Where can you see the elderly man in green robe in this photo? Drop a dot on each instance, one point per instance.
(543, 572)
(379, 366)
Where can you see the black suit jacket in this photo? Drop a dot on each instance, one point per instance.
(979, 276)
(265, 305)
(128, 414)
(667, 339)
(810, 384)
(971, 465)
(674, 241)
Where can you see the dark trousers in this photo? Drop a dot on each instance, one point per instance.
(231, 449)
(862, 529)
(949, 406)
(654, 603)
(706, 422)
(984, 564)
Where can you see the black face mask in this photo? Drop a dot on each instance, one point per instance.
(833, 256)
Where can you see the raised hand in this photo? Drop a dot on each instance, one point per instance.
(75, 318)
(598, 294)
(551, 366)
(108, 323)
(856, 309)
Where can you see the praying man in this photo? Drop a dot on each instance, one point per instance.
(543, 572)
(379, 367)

= = =

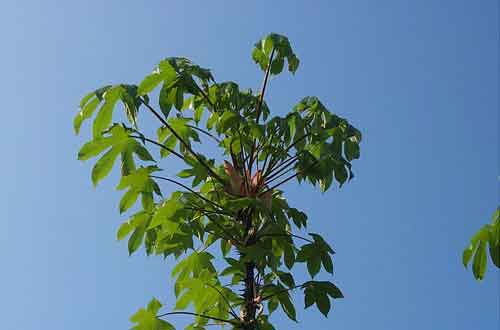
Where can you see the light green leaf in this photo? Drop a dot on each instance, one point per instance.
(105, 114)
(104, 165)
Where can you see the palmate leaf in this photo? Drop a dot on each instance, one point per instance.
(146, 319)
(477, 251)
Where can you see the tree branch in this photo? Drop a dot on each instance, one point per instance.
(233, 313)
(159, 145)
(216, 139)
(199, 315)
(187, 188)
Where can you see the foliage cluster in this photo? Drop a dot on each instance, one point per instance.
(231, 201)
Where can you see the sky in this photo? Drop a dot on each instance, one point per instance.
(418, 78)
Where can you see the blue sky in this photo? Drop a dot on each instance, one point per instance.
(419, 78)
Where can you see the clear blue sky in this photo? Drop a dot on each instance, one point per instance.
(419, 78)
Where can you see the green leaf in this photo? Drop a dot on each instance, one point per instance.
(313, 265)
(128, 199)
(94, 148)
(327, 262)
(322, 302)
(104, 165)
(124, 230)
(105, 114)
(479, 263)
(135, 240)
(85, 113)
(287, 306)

= = =

Select every line in the items above that contains the word "green", matching case exactly.

Where can you see the elderly man in green robe in this photo? Drop a dot on each instance, one point per instance.
Where can you see the light green leaf in this photo? Drop a dot on each instance, one point per instance.
Where can you see the green leaf in this photo? Drop a dot on each instance, one point per instance.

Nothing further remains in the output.